説明

スポーツ用品

【課題】外側に形成した装飾模様の外観不良の発生を防止し、長期間にわたって優れた外観を維持することのできるスポーツ用品を提供すること。
【解決手段】本体部材12の外側に装飾模様14を形成したスポーツ用品10であって、装飾模様14は、部材本体12上に粘着剤層16と光輝性装飾層18と合成樹脂フィルム層20と伸縮調節層22とを積層して形成され、この伸縮調節層22は、合成樹脂フィルム層20の表面に沿って互いに直交する方向に沿う伸び率の差が、合成樹脂フィルム層20の表面に沿って互いに直交する方向に沿う伸び率の差よりも小さな層と、合成樹脂フィルム層20の表面に沿って互いに直交する方向に沿う2つの伸び率のうち、伸び率の小さい方向を、合成樹脂フィルム層20の表面に沿って互いに直交する方向に沿う2つの伸び率のうち、伸び率の大きい方向に沿わせて配向させた層との少なくとも1つの層を有するスポーツ用品。

【発明の詳細な説明】
【技術分野】
【0001】
本発明は、スポーツ用品に関し、特に、部材本体の外側に装飾模様を形成したスポーツ用品に関する。
【背景技術】
【0002】
一般に、釣りやスポーツに用いる各種用具の外観品質の向上のために、これらの用具の表面に装飾用シートを貼着することが知られている。
【0003】
このような装飾用シートには、合成樹脂製フィルムの一面に光輝性材料等の装飾層をコーティングして形成し、この装飾層の上に接着剤層及び離型性フィルムを積層して形成したものがある(例えば特許文献1参照)。
【0004】
このような装飾用シートは、離型性シートを分離した後に、各種用具の所要部位に粘着剤を介して貼着することにより、例えば極薄の光輝性装飾層を所要の用具の所要部位に直接形成する等の装飾加工工程を必要とせず、極めて簡単に外観品質の向上を図ることができる。
【先行技術文献】
【特許文献】
【0005】
【特許文献1】特開2007−70518号公報
【発明の概要】
【発明が解決しようとする課題】
【0006】
しかし、スポーツ用品は、外面形状が完全に平坦に形成されることはほとんど無く、曲面形状又は凹凸形状に形成されることが多い。このため、合成樹脂製フィルム上に例えば金属層を蒸着して光輝性装飾層を形成し、この上から接着剤層を積層した薄い装飾用シートの場合、スポーツ用品の曲面状又は凹凸形状の外面に貼着する際に、装飾層が外面形状に沿った滑らかな面状に展開しないことがある。例えば、装飾層の一部が部分的に重なり合い、一部に凹凸状態を形成し、更に、クラックが発生する等である。
【0007】
装飾層の一部に凹凸が形成される等、滑らかな面が形成されない場合には、光が乱反射し、光輝性が損なわれ、また、発生したクラックにより装飾外観が阻害される等の外観不良を引き起こす。特に、装飾用シートの貼着は、手作業を必要とし、どのように注意を払って丁寧な作業を行っても、外観不良を確実に防止することは困難である。特に目立った外観を形成する装飾用シートの光輝性部分にこのような外観不良が発生すると、スポーツ用品の全体の品質イメージを大きく損なうことになる。

_ _ _

原文によると、装飾用シートの貼着で外観不良を確実に防ぐことが難しいのはなぜですか。1〜3文で説明してください。 エントリはこの作業には関係しません。

_ _ _

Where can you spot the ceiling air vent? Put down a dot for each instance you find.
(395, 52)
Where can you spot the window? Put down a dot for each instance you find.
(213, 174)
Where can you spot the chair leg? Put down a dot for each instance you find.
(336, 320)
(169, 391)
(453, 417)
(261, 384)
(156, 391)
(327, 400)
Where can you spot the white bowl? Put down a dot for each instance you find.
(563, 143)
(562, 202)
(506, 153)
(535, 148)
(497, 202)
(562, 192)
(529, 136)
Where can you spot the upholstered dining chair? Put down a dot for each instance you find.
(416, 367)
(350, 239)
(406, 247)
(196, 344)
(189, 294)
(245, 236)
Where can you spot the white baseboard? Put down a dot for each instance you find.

_ _ _

§ **結果**
装飾用シートの貼着には手作業が必要だからです。そのため、どれほど注意を払って丁寧に作業しても、外観不良を確実に防止することは困難だとされています。